Data for the task Start Marker
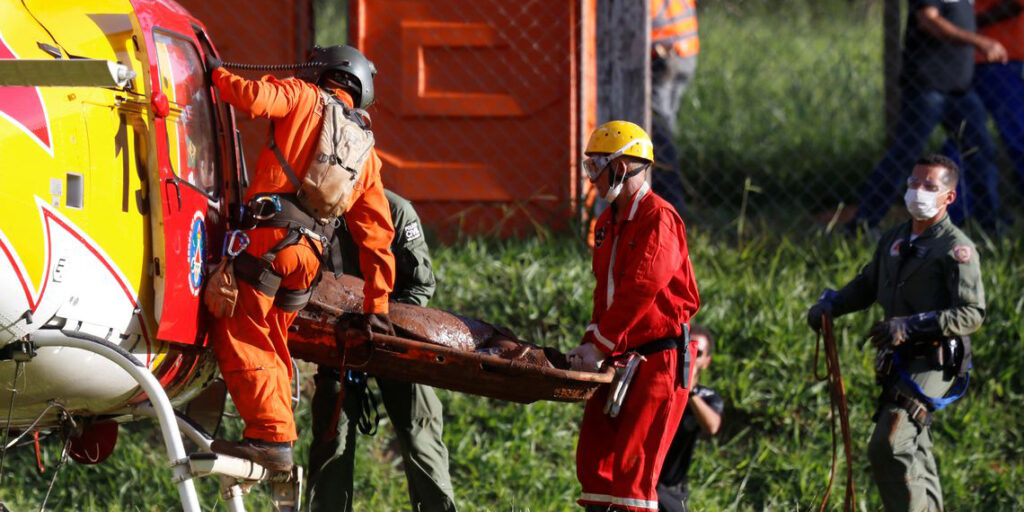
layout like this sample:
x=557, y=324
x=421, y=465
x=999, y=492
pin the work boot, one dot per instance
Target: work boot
x=272, y=456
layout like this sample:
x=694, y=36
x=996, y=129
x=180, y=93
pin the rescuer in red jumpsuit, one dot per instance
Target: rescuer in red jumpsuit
x=251, y=346
x=644, y=298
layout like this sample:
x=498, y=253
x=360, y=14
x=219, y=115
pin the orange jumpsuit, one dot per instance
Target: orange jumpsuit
x=252, y=346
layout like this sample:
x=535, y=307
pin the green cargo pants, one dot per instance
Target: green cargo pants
x=416, y=415
x=900, y=451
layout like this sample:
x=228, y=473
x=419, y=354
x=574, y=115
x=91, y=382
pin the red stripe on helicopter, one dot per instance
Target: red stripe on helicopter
x=24, y=108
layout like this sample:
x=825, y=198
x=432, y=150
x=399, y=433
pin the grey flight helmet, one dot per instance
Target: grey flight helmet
x=346, y=66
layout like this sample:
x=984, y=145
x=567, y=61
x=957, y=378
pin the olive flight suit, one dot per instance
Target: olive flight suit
x=936, y=272
x=414, y=409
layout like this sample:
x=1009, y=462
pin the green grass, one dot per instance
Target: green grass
x=774, y=448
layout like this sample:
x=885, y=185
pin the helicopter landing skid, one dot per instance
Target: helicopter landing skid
x=161, y=403
x=237, y=475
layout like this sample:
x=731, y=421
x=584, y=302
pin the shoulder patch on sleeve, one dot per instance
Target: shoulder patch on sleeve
x=963, y=253
x=412, y=231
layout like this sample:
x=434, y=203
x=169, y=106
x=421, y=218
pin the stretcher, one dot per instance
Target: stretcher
x=435, y=348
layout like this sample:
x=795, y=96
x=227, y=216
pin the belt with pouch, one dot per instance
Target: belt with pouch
x=627, y=365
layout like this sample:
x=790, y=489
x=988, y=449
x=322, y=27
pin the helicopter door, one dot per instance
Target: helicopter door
x=190, y=186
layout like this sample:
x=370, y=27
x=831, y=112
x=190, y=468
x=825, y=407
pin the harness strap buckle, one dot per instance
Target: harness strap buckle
x=258, y=206
x=237, y=242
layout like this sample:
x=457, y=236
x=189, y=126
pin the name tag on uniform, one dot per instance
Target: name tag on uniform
x=413, y=231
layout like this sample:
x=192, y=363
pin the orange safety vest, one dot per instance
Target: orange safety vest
x=674, y=25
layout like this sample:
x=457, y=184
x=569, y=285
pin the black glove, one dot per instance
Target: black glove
x=824, y=304
x=898, y=330
x=212, y=62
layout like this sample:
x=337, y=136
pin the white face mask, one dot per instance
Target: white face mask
x=921, y=203
x=612, y=193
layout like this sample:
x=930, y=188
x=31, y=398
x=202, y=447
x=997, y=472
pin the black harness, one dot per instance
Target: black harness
x=281, y=210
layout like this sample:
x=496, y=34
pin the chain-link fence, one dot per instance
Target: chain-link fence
x=797, y=117
x=785, y=123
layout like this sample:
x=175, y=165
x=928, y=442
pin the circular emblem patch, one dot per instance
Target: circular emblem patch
x=197, y=252
x=963, y=253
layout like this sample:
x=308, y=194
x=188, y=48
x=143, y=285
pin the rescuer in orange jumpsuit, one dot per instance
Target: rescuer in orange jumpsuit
x=644, y=298
x=251, y=345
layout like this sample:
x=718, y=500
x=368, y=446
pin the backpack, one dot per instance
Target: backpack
x=342, y=148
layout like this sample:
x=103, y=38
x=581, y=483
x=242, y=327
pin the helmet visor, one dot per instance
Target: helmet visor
x=594, y=165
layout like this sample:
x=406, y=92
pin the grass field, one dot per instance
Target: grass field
x=774, y=448
x=799, y=115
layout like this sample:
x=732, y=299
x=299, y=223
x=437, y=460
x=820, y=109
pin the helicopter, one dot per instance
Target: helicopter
x=119, y=167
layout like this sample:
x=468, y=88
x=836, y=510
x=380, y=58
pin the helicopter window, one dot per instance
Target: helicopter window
x=192, y=136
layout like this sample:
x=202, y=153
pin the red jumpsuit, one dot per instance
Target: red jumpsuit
x=252, y=346
x=645, y=290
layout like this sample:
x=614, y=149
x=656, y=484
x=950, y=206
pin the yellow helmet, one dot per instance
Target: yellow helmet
x=621, y=137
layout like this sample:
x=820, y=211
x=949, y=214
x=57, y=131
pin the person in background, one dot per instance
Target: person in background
x=674, y=48
x=999, y=85
x=927, y=278
x=938, y=65
x=701, y=419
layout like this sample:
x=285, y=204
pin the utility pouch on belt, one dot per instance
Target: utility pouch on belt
x=625, y=370
x=343, y=147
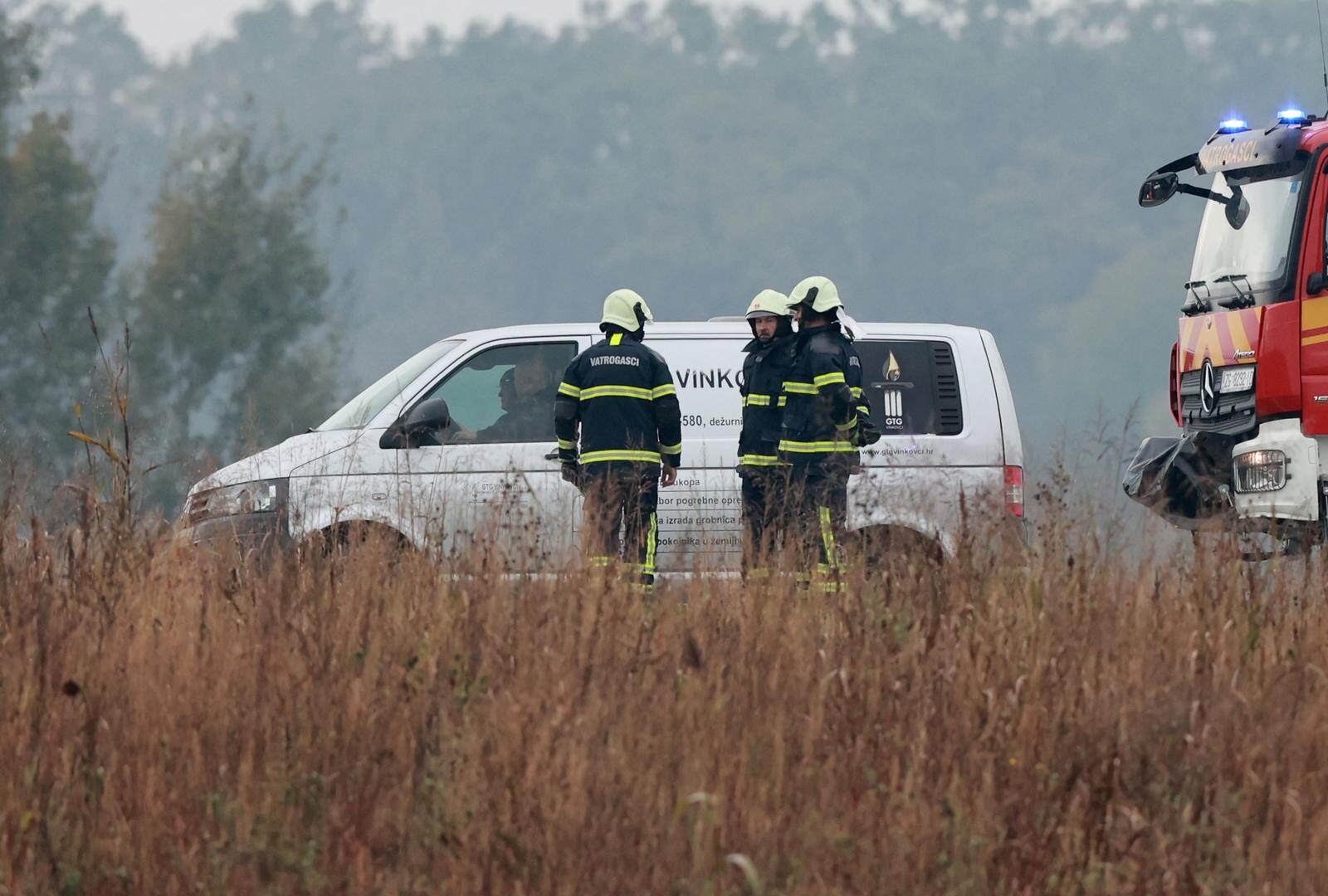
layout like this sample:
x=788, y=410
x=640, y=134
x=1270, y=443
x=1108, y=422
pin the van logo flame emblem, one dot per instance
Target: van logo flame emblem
Data for the task End Marker
For the string "flame", return every line of the data where it appears.

(The answer)
pin the van logo flame emblem, one dot per instance
Target: van logo flame emblem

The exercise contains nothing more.